[Start of READING PASSAGE]
It’s a story anyone can enjoy, but one in which disabled young people can find a cast of characters to identify with. It’s written for them. That’s the difference, and something that the publishing world needs to think about too. Who is your audience? Who are you excluding?
I’ve had a wonderful experience with an agent and editors who are allies, who let me work my way at my pace. I have an editor who has been brave and seen the potential in this story, who has dared to leap. Agents and editors should not have to be brave. Publishing books featuring disabled main characters makes financial sense too: there is the disabled “purple pound” to consider, after all. And there is an appetite. Look at the recent success of Elle McNicoll’s A Kind of Spark (Knights Of), in which Addie, an autistic young person, takes on her town.
Speaking out
There are not enough disabled and neurodivergent authors with publishing deals. The burden of representing every disabled child is placed on too few authors—it’s a burden that I find terrifying. I was helped by using an inclusivity consultant (every single publishing house should be using inclusivity readers). I’m a disabled person, but I don’t have all of the impairments belonging to my eclectic cast of characters. My inclusivity reader guided me with care into doing no harm. No book including disabled characters should reach the shelves without this process.
[End of READING PASSAGE]
[Start of DATA SHOWN]
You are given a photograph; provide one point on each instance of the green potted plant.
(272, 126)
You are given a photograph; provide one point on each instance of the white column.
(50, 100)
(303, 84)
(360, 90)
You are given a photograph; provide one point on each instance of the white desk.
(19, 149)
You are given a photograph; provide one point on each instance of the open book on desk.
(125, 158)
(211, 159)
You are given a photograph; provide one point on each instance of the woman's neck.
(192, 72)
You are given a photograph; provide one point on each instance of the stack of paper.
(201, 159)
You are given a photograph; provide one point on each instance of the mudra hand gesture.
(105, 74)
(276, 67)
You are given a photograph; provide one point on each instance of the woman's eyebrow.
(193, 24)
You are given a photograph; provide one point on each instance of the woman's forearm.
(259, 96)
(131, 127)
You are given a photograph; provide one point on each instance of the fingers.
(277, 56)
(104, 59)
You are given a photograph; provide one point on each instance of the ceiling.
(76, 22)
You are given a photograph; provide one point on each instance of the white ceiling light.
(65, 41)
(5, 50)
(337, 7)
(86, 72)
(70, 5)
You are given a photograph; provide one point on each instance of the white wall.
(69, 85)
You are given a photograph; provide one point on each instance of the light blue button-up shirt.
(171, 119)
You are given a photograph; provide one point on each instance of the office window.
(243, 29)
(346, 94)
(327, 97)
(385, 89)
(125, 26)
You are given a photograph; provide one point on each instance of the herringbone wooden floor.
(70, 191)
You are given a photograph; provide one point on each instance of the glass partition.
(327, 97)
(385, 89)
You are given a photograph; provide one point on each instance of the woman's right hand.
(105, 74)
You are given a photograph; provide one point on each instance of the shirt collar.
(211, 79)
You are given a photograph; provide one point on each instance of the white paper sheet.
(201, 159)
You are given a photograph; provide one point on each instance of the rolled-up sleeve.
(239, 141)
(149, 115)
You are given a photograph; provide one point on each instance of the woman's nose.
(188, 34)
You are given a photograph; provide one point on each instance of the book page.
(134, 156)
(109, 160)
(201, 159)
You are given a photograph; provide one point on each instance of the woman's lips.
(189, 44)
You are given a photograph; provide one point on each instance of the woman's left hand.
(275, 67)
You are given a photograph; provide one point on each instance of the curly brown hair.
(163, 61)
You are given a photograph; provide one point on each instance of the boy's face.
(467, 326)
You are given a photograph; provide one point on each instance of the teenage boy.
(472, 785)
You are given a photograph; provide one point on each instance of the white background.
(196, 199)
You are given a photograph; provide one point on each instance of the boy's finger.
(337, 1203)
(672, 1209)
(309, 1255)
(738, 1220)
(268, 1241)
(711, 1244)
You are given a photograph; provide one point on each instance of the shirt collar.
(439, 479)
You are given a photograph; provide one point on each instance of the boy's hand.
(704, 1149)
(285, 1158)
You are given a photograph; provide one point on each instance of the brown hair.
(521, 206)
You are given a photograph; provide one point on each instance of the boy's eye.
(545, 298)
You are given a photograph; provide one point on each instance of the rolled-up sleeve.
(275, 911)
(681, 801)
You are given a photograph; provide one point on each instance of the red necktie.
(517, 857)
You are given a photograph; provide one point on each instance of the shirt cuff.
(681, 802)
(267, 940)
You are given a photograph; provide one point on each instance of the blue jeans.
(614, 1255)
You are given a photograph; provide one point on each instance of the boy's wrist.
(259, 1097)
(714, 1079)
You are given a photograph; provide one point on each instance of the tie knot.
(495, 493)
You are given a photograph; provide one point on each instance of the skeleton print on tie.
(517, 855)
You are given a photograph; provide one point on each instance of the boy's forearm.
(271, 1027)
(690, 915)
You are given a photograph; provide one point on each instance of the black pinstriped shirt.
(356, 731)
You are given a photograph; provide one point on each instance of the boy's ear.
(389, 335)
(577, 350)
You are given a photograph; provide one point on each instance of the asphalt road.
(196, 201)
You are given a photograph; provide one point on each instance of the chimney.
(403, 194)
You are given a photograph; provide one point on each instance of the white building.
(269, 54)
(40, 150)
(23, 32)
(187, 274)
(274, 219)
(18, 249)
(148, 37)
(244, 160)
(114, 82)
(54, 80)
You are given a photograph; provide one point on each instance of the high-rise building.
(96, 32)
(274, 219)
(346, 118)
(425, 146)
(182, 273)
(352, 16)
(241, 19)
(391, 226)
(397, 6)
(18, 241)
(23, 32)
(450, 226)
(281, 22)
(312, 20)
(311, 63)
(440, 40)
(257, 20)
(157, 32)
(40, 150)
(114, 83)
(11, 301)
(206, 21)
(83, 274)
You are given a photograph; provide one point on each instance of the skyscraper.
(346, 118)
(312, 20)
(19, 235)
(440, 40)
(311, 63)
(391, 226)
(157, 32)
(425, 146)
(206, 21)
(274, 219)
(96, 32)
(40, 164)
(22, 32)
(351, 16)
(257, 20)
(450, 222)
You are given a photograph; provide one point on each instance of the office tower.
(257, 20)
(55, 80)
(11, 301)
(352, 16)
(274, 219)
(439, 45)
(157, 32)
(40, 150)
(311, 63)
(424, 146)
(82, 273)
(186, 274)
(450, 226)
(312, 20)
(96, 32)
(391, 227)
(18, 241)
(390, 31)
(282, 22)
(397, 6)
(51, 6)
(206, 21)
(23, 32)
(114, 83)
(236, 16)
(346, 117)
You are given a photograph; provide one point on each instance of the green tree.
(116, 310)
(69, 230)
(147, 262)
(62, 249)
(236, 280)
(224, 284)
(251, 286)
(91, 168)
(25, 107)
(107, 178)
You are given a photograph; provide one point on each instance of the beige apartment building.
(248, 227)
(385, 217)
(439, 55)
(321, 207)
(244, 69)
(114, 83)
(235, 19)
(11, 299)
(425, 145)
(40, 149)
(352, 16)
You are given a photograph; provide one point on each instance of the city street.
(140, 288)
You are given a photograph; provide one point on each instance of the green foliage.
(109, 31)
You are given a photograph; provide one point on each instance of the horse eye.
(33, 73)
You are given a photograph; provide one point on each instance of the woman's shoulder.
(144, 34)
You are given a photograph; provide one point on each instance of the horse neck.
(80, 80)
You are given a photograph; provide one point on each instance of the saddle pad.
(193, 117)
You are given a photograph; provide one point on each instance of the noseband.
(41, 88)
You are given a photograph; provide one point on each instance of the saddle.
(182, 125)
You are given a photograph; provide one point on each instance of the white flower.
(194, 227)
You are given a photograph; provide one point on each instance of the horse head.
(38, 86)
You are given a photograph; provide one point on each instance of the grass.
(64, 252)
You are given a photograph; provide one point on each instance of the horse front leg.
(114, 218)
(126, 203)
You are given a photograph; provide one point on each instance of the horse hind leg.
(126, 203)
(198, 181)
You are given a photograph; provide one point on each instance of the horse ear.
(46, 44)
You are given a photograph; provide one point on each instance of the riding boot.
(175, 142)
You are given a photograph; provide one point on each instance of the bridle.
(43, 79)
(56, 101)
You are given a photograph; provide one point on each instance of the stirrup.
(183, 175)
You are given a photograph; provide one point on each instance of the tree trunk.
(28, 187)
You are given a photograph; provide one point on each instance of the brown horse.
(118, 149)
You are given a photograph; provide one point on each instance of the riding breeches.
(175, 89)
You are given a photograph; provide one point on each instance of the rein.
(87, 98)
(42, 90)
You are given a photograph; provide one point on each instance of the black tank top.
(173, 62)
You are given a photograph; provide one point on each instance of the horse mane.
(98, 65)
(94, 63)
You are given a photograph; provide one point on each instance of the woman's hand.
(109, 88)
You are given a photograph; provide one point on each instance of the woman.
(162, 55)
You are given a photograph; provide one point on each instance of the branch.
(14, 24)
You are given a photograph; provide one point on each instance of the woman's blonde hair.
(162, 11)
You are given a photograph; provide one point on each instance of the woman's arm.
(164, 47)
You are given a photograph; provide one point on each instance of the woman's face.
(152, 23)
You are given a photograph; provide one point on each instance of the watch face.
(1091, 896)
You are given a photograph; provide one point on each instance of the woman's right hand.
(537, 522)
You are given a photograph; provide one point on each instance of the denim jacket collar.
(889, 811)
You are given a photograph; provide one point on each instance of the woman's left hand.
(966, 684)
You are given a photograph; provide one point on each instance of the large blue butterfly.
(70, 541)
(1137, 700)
[End of DATA SHOWN]
*WHAT TO WORK ON*
Answer these questions from the passage on disabled characters in publishing.
(a) For whom is the author's story written?
(b) In A Kind of Spark, what is the name of the autistic young person who takes on her town?
(c) What does the passage say every single publishing house should be using?

*TASK RESPONSE*
(a) Disabled young people.
(b) Addie.
(c) Inclusivity readers.